[Point annotation dataset records]
------------------------------------------------------------------------

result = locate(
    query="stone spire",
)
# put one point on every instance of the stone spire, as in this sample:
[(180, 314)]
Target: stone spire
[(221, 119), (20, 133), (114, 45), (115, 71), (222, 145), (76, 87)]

------------------------------------------------------------------------

(PROBLEM STATEMENT)
Rewrite the lines above, substituting "bell tower" for "stone spire" everywhere it occurs and leaving everything else unchanged.

(RESPONSE TO THE EXERCISE)
result = locate(
    query="bell tower",
)
# put one point on every instance of the bell tower, as in this sample:
[(180, 314)]
Target: bell tower
[(221, 119), (20, 133), (114, 45), (115, 71), (222, 145), (76, 87)]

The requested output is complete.